#### DATA EXCERPTS
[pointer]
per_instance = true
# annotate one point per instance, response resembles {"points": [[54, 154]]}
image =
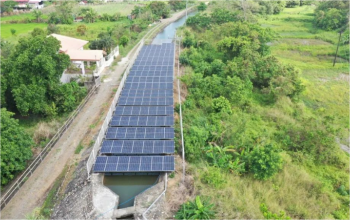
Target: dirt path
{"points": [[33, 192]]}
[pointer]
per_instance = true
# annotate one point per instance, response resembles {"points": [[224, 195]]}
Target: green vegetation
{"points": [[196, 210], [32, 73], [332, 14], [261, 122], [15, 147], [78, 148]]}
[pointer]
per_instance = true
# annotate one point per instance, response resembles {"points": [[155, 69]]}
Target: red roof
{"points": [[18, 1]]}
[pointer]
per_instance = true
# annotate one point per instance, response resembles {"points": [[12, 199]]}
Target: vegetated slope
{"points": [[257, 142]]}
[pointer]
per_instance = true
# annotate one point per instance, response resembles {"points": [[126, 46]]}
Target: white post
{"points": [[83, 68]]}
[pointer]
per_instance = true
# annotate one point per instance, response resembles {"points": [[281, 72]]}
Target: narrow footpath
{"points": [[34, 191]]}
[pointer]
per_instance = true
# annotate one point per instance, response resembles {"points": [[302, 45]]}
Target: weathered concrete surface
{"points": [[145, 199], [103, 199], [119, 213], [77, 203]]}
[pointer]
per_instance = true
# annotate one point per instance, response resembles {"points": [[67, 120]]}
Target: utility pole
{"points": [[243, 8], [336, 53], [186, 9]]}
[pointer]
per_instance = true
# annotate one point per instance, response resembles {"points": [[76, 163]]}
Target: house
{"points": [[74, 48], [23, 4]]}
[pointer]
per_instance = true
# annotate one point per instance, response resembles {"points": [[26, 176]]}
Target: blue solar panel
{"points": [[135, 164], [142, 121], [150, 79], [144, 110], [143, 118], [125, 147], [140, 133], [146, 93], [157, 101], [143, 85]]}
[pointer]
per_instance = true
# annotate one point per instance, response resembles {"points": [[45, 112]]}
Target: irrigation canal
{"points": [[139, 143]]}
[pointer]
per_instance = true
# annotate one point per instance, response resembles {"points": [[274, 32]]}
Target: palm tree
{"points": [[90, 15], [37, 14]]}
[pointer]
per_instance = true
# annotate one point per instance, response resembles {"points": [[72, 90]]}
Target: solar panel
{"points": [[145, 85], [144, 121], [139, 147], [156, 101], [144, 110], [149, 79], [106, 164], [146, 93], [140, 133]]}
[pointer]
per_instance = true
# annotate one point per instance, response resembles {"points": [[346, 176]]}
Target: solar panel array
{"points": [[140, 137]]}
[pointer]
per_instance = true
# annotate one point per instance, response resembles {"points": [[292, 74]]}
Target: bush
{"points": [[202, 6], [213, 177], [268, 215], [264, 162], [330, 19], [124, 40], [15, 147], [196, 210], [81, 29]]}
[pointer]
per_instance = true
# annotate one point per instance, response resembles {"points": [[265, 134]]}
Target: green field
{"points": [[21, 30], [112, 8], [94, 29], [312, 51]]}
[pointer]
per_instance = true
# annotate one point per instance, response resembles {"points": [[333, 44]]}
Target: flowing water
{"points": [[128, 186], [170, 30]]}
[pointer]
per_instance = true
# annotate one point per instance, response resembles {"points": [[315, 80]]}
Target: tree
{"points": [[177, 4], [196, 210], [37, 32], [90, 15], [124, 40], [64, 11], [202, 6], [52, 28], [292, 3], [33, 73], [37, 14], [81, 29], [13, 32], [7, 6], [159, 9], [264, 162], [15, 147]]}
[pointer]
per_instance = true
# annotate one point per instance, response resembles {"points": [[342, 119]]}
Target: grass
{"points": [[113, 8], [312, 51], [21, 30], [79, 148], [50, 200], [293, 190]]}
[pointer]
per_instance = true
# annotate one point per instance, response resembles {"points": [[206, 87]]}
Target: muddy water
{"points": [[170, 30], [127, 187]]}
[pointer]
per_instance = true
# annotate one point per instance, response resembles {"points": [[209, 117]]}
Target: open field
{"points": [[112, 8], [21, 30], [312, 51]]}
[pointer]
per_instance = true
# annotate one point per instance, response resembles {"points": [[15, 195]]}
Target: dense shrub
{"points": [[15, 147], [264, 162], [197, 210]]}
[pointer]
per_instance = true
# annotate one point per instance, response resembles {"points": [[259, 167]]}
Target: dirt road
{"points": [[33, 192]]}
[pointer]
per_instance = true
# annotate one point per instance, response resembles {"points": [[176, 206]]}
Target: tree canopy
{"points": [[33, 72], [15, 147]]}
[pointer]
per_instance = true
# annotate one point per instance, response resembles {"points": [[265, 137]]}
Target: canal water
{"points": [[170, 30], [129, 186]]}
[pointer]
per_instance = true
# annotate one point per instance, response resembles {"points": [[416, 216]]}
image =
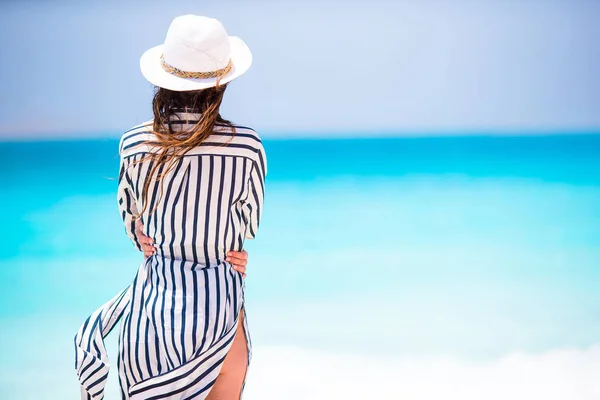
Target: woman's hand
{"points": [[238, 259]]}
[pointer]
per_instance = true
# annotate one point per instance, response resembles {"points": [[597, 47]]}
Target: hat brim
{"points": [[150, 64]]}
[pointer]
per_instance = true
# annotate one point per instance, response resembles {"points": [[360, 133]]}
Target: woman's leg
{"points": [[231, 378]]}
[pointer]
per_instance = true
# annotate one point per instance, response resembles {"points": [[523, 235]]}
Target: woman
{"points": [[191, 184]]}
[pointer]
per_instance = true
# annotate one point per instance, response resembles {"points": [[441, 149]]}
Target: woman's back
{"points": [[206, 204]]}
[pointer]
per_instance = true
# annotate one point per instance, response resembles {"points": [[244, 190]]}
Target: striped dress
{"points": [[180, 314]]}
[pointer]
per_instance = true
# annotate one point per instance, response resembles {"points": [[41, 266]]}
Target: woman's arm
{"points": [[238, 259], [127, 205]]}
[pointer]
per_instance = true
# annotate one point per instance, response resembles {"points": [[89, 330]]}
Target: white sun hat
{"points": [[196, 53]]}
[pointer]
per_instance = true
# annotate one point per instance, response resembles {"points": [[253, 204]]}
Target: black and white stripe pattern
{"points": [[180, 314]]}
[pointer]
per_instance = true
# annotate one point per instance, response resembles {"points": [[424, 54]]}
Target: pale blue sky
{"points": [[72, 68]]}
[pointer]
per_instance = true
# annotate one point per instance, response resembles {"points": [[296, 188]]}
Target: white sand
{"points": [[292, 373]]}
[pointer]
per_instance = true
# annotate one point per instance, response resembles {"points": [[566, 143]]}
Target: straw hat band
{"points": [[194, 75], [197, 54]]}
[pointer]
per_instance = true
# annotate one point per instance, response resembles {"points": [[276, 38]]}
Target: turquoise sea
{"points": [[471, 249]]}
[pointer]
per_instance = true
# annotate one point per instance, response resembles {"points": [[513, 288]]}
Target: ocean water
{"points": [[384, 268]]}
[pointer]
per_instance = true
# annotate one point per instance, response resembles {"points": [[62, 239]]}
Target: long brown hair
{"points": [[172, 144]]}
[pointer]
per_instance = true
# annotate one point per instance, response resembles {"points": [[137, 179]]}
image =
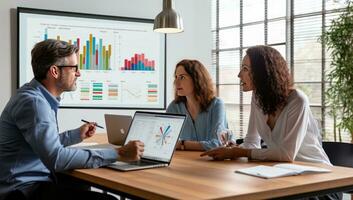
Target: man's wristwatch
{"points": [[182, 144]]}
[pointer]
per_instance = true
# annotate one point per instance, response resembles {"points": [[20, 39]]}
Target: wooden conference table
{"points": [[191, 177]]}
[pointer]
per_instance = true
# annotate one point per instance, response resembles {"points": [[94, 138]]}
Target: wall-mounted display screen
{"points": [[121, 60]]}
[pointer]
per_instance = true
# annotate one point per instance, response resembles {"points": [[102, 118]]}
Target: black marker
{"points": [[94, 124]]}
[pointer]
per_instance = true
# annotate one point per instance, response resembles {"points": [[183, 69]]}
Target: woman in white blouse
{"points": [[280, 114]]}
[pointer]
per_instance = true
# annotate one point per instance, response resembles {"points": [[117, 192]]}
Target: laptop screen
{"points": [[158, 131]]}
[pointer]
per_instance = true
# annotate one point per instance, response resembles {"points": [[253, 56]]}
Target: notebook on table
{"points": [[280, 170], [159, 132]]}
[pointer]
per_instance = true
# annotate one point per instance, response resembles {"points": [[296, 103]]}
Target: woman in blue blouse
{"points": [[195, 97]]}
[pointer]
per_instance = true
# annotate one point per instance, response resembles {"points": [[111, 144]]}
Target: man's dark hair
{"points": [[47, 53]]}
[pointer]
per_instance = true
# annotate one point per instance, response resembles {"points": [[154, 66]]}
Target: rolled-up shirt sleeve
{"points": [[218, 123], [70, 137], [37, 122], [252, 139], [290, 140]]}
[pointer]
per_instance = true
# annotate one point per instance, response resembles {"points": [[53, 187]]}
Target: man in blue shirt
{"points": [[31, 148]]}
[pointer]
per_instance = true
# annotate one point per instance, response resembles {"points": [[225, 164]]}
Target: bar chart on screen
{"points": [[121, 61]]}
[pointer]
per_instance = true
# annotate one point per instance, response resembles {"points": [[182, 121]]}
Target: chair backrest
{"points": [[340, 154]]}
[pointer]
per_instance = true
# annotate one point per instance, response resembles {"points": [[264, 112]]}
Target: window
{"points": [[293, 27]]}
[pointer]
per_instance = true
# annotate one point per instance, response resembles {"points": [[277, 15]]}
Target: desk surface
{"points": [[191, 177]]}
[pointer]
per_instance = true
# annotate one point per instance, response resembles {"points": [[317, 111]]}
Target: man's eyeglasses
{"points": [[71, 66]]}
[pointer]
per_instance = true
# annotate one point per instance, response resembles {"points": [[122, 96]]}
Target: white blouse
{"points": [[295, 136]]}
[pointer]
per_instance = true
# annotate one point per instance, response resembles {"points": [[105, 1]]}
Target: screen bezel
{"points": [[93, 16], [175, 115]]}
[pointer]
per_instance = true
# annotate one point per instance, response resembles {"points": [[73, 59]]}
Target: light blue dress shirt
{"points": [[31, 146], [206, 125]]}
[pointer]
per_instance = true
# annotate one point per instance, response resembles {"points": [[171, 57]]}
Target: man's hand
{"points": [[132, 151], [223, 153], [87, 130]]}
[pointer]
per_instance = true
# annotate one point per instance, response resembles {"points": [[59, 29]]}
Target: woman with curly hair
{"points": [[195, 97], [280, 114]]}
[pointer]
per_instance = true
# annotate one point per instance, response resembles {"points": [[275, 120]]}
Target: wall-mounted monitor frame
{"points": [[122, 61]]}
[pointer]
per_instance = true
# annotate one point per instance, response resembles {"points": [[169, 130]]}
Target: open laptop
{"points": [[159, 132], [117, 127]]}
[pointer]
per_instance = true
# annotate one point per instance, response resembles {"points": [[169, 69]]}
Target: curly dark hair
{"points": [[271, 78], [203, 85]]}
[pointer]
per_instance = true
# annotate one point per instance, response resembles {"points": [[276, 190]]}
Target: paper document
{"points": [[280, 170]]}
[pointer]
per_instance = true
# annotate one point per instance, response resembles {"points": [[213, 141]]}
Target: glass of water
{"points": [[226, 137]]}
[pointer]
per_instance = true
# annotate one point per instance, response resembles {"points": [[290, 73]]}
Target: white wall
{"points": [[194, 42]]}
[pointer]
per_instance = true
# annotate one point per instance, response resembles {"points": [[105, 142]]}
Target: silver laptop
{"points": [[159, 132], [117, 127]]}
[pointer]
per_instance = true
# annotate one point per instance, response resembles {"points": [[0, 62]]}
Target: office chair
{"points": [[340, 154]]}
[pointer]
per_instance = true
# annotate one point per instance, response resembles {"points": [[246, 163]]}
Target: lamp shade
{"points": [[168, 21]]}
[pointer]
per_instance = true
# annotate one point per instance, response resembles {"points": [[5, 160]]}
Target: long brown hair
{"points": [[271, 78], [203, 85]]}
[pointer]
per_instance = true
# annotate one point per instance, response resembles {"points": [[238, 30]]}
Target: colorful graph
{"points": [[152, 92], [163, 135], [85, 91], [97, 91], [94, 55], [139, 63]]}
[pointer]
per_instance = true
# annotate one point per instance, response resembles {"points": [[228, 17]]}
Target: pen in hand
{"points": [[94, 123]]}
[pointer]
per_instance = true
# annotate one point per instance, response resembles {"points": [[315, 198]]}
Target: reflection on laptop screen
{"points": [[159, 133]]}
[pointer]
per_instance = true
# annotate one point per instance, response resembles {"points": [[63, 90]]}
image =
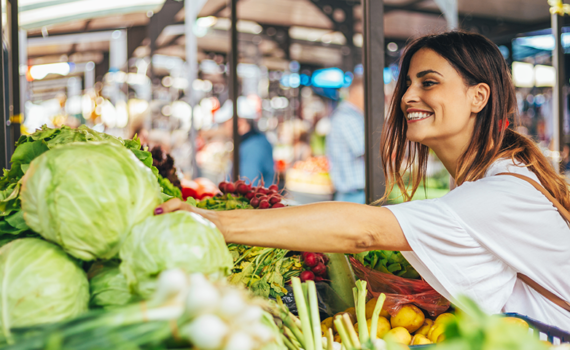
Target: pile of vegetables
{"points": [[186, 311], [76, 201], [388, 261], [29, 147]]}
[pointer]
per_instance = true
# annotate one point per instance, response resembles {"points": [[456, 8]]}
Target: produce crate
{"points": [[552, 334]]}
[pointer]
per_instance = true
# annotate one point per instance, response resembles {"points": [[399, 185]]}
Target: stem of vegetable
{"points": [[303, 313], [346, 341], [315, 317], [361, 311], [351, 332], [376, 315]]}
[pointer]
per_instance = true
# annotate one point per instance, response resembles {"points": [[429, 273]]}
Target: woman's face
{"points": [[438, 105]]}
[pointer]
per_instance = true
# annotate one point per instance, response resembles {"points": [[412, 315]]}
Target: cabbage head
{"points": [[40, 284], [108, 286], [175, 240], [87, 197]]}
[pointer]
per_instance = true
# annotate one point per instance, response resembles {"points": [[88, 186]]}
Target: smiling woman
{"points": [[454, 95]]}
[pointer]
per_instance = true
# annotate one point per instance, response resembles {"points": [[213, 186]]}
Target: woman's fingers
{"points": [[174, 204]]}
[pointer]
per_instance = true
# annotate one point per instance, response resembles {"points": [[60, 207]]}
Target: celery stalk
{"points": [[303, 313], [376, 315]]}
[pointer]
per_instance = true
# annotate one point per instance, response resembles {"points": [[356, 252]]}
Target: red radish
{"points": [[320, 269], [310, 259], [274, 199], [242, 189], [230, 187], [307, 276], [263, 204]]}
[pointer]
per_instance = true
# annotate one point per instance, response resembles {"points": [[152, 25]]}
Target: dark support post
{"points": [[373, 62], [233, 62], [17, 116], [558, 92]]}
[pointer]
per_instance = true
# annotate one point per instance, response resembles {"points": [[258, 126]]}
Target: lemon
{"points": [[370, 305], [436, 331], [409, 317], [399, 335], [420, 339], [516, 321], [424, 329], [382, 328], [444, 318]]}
########
- GOAL -
Pull out each line above that contains the word "black", copying every one in full.

- WORKED SOLUTION -
Target: black and white stripe pattern
Target: black marker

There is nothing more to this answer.